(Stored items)
==*==

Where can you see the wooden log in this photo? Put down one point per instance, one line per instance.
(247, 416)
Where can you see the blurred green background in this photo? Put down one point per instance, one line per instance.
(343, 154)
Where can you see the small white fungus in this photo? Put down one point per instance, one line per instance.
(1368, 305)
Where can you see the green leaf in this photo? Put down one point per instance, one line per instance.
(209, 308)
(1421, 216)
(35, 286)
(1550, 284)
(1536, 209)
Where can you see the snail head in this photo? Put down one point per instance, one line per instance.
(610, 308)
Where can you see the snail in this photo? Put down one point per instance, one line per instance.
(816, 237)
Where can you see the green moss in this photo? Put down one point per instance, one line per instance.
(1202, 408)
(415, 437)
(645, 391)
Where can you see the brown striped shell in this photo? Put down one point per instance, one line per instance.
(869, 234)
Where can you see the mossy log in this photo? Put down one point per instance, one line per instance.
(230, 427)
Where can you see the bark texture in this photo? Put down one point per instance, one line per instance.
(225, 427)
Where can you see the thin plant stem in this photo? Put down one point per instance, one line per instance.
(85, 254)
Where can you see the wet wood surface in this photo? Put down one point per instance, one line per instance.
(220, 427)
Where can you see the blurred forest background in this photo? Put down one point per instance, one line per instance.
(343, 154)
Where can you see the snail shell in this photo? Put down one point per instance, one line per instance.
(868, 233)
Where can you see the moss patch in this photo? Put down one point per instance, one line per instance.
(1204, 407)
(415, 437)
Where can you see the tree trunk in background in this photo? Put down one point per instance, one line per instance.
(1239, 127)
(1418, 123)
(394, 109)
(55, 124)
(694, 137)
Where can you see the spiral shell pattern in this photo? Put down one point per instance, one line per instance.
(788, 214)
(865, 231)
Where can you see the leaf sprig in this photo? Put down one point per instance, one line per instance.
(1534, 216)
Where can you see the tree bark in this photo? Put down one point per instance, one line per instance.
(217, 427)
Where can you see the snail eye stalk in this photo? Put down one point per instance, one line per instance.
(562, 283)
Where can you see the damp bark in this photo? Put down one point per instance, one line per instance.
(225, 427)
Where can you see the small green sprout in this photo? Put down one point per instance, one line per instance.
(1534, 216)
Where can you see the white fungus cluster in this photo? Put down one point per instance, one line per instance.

==*==

**WHAT IS ASKED**
Reproduce each row above word for word, keeping the original order.

**EXERCISE SOLUTION**
Where can you see the wooden log in this photo? Put down one point per instance, one line per instance.
(247, 416)
Where can you see the blurred green background in this photo? Put down one point per instance, one line per instance.
(343, 154)
Where can you see the small white fungus in this photo? Put down one point per instance, one line per instance.
(1368, 305)
Where can you see the green leaf in this photo? Put down one point per instance, one line per instance.
(209, 308)
(1421, 216)
(35, 286)
(1550, 284)
(1536, 209)
Where can you see the snail head in this photo? Put down one point per instance, one line per instance.
(610, 308)
Where can you see the snail in this photo? Put down one point per instance, one line per instance.
(816, 237)
Where can you see the green moss in this photo? Put down one point per instance, one line per instance.
(1202, 408)
(415, 437)
(645, 391)
Where can you see the brown striped shell in this photo? Put down one point per instance, one line per instance.
(869, 234)
Where can you see the mossy log in this photo? Put down one point per instance, one line per instance.
(230, 427)
Where can you see the bark texture in this photo? Put down one point per instance, one line per instance.
(225, 427)
Where can you see the thin plant stem in this photo? Put down one point per instance, one line per instance.
(85, 254)
Where can you see the wet wood surface in this photo? Put down one point per instance, one line per instance.
(220, 427)
Where can you see the blurred forest background in this photo? Put down one point per instance, one line per instance.
(343, 154)
Where can you see the snail shell in this photo? Put down one point per instance, one line per instance.
(868, 233)
Where can you see the moss patch in this photo? Put down one point per instance, one line per instance.
(1204, 407)
(415, 437)
Where can you see the tree trunk in background in this photo? Put down one point per instance, one line per instance.
(1239, 127)
(1418, 123)
(394, 109)
(55, 124)
(694, 137)
Where can you see the spiral shell pattern in this photo? Put down one point per instance, one line per instance.
(788, 214)
(865, 231)
Where can you see the leaf sprig in this photo? Put down one point per instance, one line per instance.
(1534, 216)
Where can you see the tree bark in this photo? Put down one point per instance, one line per instance.
(217, 427)
Where can you see the snail eye stalk in this photo? Put down one point per instance, one line per instance.
(562, 283)
Where can you see the damp bark in this photo? Put down one point per instance, one line per instance.
(225, 427)
Where can you see the small green sprout in this photo? Put down one point per instance, one line per instance.
(1534, 216)
Where can you see the white fungus cluster in this photo? Put down one point per instance, one line per instance.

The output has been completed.